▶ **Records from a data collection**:
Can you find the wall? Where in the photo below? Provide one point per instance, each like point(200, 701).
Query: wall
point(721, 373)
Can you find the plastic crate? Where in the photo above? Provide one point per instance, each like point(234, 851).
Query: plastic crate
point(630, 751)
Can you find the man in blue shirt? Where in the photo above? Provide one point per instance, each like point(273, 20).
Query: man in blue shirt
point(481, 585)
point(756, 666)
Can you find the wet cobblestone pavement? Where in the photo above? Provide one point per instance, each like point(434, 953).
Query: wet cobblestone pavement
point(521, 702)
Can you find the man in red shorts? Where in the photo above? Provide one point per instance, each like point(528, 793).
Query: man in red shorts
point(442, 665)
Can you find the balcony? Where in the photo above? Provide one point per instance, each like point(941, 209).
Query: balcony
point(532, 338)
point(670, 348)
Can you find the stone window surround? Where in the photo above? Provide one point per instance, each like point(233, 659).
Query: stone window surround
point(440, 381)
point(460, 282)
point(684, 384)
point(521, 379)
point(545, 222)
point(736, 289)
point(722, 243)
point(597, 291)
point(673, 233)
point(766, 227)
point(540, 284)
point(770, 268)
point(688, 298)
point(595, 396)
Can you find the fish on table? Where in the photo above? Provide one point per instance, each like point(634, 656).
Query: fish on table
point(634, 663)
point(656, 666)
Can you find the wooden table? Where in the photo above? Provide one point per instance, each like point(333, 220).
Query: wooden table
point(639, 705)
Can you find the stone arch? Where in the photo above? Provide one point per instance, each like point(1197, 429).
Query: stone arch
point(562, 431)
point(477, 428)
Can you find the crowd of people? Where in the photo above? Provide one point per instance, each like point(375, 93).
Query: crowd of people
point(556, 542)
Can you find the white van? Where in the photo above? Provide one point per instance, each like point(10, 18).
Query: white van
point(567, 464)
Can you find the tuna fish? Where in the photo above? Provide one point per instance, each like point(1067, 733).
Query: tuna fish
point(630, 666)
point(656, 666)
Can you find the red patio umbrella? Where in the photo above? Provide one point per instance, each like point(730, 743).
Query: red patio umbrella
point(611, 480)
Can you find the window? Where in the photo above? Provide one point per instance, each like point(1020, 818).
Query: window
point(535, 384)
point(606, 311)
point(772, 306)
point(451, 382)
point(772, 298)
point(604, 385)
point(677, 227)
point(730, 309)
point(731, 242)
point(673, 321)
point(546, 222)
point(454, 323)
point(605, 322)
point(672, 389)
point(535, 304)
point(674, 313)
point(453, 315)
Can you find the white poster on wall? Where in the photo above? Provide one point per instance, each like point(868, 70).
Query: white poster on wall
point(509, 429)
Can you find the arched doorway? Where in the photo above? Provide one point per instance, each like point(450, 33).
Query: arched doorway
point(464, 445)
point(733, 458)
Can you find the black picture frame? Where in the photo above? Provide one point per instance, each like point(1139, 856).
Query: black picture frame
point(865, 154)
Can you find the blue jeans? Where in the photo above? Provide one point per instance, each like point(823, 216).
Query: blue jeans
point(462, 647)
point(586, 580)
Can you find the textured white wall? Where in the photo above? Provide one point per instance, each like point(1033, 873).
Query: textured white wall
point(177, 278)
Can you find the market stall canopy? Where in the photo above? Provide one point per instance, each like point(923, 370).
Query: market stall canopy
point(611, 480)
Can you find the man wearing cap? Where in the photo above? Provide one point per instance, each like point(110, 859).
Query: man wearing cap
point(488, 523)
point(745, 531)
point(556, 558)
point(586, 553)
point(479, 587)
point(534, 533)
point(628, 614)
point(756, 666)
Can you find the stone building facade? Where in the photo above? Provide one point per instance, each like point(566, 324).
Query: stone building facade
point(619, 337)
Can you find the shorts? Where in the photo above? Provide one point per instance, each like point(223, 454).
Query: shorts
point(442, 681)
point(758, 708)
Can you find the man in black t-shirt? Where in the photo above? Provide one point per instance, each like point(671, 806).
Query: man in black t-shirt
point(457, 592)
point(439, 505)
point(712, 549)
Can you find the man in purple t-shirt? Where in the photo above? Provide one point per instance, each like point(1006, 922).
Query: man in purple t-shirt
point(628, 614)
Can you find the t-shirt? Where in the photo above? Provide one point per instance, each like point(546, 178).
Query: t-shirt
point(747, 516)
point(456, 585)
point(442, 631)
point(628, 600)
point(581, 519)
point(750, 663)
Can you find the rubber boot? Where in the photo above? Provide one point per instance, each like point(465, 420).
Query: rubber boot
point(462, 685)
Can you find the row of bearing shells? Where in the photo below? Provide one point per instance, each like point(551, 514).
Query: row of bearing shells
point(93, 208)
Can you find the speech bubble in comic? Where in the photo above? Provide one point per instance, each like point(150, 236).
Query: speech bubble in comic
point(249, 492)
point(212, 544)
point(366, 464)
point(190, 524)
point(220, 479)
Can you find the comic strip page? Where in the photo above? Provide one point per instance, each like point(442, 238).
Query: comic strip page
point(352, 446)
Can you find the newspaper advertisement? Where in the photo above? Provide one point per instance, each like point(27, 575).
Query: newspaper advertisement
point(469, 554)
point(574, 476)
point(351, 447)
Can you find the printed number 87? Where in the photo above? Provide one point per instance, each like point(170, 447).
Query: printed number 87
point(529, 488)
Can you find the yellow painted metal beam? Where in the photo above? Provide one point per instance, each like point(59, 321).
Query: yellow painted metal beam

▶ **Exercise brief**: Quote the lines above verbatim.

▶ **Answer to the exercise**:
Can you find the wall? Where in the photo below? Provide one point per instance, each like point(200, 701).
Query: wall
point(721, 373)
Can you find the plastic crate? Where in the photo above? Provide one point per instance, each like point(234, 851).
Query: plastic crate
point(630, 751)
Can you find the man in blue shirt? Where in the photo above? Provide one point per instance, each like point(273, 20).
Query: man in blue shirt
point(481, 585)
point(756, 666)
Can you find the wet cobblestone pavement? Where in the photo above? Provide one point per instance, each like point(434, 953).
Query: wet cobblestone pavement
point(521, 702)
Can you find the man in red shorts? Where in the photo above? Provide one point per instance, each like point(528, 793).
Query: man in red shorts
point(442, 665)
Can you find the balcony? Where in the photo above? Provide one point per instance, each like point(941, 209).
Query: balcony
point(532, 338)
point(670, 348)
Can you find the stone window surround? Where in the photo above? Provide one point per instance, each like point(233, 659).
Query: stone window surround
point(440, 381)
point(460, 282)
point(684, 384)
point(521, 379)
point(545, 222)
point(736, 289)
point(722, 243)
point(597, 291)
point(673, 233)
point(766, 227)
point(540, 284)
point(770, 268)
point(688, 298)
point(595, 396)
Can you find the fish on table? Where in the photo above? Provide one point per instance, each like point(634, 656).
Query: fish on table
point(634, 663)
point(656, 666)
Can you find the wooden table? Where in the photo above? Provide one point per instance, each like point(333, 220).
Query: wooden table
point(639, 705)
Can you find the stone arch? Where in the photo above? Provide one point per instance, each like point(1197, 429).
Query: stone arch
point(562, 431)
point(477, 428)
Can you find the crowd of people? Where in the photo above? Provide one point per instance, each like point(375, 93).
Query: crowd of people
point(556, 542)
Can you find the white van? Where in the photo above? Provide one point per instance, each like point(10, 18).
Query: white van
point(567, 464)
Can you find the tuna fish? Where in the photo above? Provide one point per instance, each like point(1067, 733).
Query: tuna fish
point(630, 666)
point(656, 666)
Can you find the red patio umbrella? Where in the photo above? Provide one point per instance, each like point(730, 743).
Query: red patio umbrella
point(611, 480)
Can you find the window? Where in the photo above? Provide one point per instance, each like point(1020, 818).
Query: window
point(535, 384)
point(606, 311)
point(772, 306)
point(451, 382)
point(772, 298)
point(604, 385)
point(677, 227)
point(730, 309)
point(731, 242)
point(673, 321)
point(546, 222)
point(454, 323)
point(605, 322)
point(672, 389)
point(535, 304)
point(674, 313)
point(453, 315)
Can you find the white poster on wall? Where in the photo above? Provide one point per instance, each like point(868, 70).
Query: white poster on wall
point(509, 429)
Can you find the arched doorway? Where in the photo above? Provide one point per instance, each like point(450, 33).
Query: arched doorway
point(464, 445)
point(733, 458)
Can you find the black picture frame? Where in the photo above? Provide one point per instance, each like point(1139, 856).
Query: black picture frame
point(865, 154)
Can you find the blue jeans? Where in the photo above? Provide one point per instance, each like point(823, 216).
Query: blue jeans
point(462, 647)
point(586, 580)
Can you find the textured white wall? Where in the photo above? Provide one point per instance, each like point(1033, 873).
Query: textured white wall
point(177, 278)
Can you find the market stall canopy? Where in the photo above? Provide one point per instance, each like point(923, 370).
Query: market stall canopy
point(611, 480)
Can you find the man wearing cap? Where in the photo above? Provide one point per instance, each like point(110, 859).
Query: man wearing cap
point(488, 523)
point(745, 531)
point(556, 558)
point(586, 553)
point(479, 587)
point(534, 533)
point(628, 614)
point(756, 666)
Can you find the stone building facade? Where in the photo above? Provide one point per instance, each like point(566, 324).
Query: stone building facade
point(619, 337)
Can you find the shorts? Where in the photo above? Provide one point per instance, each like point(223, 454).
Query: shorts
point(442, 681)
point(758, 708)
Can you find the man in black t-shirt? Where in the photo above? Provide one point per instance, each like point(671, 806).
Query: man in black t-shirt
point(457, 592)
point(439, 505)
point(712, 549)
Can you find the man in purple t-shirt? Where in the photo above? Provide one point per instance, each like point(1006, 922).
Query: man in purple t-shirt
point(628, 614)
Can you find the t-shirt? Where in the photo above? Provide one point per instance, each like point(546, 178).
Query: t-shirt
point(747, 516)
point(456, 585)
point(442, 631)
point(628, 600)
point(581, 519)
point(750, 663)
Can you find the rubber boot? Where in the photo above? Provide one point per instance, each like point(465, 420).
Query: rubber boot
point(462, 685)
Can you find the row of bearing shells? Where in the photo below? Provide one point per instance, each like point(551, 514).
Query: row of bearing shells
point(93, 208)
Can you find the speech bubble in comic? Where in the photo above? Provide one point per instance, each like point(150, 236).
Query: speech bubble in comic
point(249, 492)
point(212, 544)
point(366, 464)
point(190, 524)
point(220, 479)
Can you find the comic strip page? Where in the photo above? Provide one point per instance, each like point(442, 238).
Query: comic strip page
point(352, 446)
Can you find the newspaper advertisement? Where in the photo above? Provide one point per instance, each like point(27, 575).
Query: newspaper advertisement
point(469, 554)
point(574, 476)
point(351, 447)
Can you find the printed number 87? Where in the photo above? Provide one point per instance, each like point(170, 447).
Query: printed number 87
point(529, 488)
Can you find the yellow painted metal beam? Where in the photo above? Provide one point per instance, each like point(59, 321).
Query: yellow painted metal beam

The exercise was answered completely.